Kutipan Teks:
::::::::
Bioplastik setidaknya mengandung bahan kimia yang sama banyaknya dengan plastik konvensional.
Kertas tidak tahan lemak dan tidak tahan air sehingga kertas yang digunakan dalam bahan pengemas makanan atau minuman perlu diberi lapisan permukaan film plastik. Plastik ini melindungi kertas dari minuman panas, seperti kopi.
Saat ini, film plastik sering kali dibuat dari polilaktida, PLA, sejenis bioplastik. Bioplastik PLA umumnya diproduksi dari jagung, singkong, atau tebu. Selama ini PLA sering dianggap dapat terbiodegradasi, artinya plastik ini dapat terurai lebih cepat dibandingkan plastik berbahan dasar minyak dalam kondisi yang tepat. Namun, studi para peneliti menunjukkan bahwa material ini masih bisa menjadi racun.
”Bioplastik tidak terurai secara efektif ketika berada di lingkungan, di dalam air. Ada risiko bahwa plastik tersebut tetap berada di alam dan mikroplastik yang dihasilkan dapat tertelan oleh hewan dan manusia, sama seperti plastik lainnya. Bioplastik setidaknya mengandung bahan kimia yang sama banyaknya dengan plastik konvensional,” kata Bethanie Carney Almroth.
Para peneliti menemukan, kemasan kertas ini juga berpotensi menimbulkan bahaya kesehatan dibandingkan bahan lainnya dan hal ini menjadi lebih umum terjadi. ”Kita terpapar plastik dan bahan kimia terkait melalui kontak dengan makanan,” tulis Almroth dan tim.
Temuan Almroth dan tim ini menguatkan studi dari para peneliti di University College London (UCL) yang diterbitkan di Frontiers in Sustainability tahun 2022. Mereka menemukan bahwa sebagian besar bioplastik tidak sepenuhnya terurai dalam kondisi pengomposan.
Danielle Purkiss dari UCL, yang memimpin studi ini, melaporkan, plastik yang dapat dibuat kompos saat ini tidak kompatibel dengan sebagian besar sistem pengelolaan sampah. Tidak ada standar internasional yang selaras untuk plastik rumah tangga yang dapat dijadikan kompos. Nasib bioplastik ini ketika dibuang atau disortir untuk didaur ulang akan berakhir dengan insinerasi atau pembuangan sampah.
”Nasib umum dari tempat pembuangan sampah atau insinerasi biasanya tidak dikomunikasikan kepada pelanggan sehingga klaim lingkungan hidup yang dibuat untuk kemasan kompos dapat menyesatkan,” kata Purkiss.
Tinggalkan plastik sekali pakai
Dalam laporan kajiannya, Almroth dan membahas perubahan besar yang diperlukan untuk memitigasi kerusakan lingkungan dan ancaman terhadap kesehatan kita yang disebabkan oleh krisis polusi plastik.
Menurut Almroth, saat ini kita perlu beralih dari gaya hidup sekali pakai. ”Akan lebih baik jika Anda membawa cangkir sendiri saat membeli kopi untuk dibawa pulang. Atau, luangkan waktu beberapa menit, duduk dan minum kopi dari cangkir porselen yang disediakan penjual,” kata Almroth.
::::::::
Data yang Diberikan:
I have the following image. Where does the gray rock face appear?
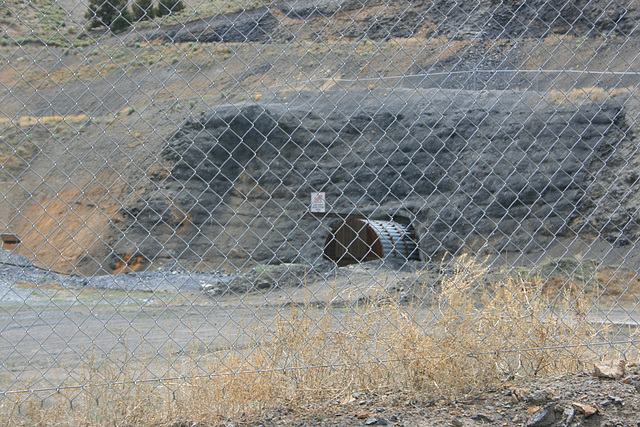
::::::::
Daftar Tugas:
[A] Bagaimana kalimat "Bioplastik PLA umumnya diproduksi dari jagung, singkong, atau tebu." dari kutipan teks diterjemahkan ke dalam bahasa Inggris?
[B] Salin tanpa perubahan seluruh bagian kutipan teks, mulai dari "Saat ini, film" terus sampai "bisa menjadi racun.".
Data tersebut tidak ada hubungannya dengan kutipan teks.

Jawaban yang Benar:
[A] PLA bioplastic is generally produced from corn, cassava, or sugarcane.

[B]
Saat ini, film plastik sering kali dibuat dari polilaktida, PLA, sejenis bioplastik. Bioplastik PLA umumnya diproduksi dari jagung, singkong, atau tebu. Selama ini PLA sering dianggap dapat terbiodegradasi, artinya plastik ini dapat terurai lebih cepat dibandingkan plastik berbahan dasar minyak dalam kondisi yang tepat. Namun, studi para peneliti menunjukkan bahwa material ini masih bisa menjadi racun.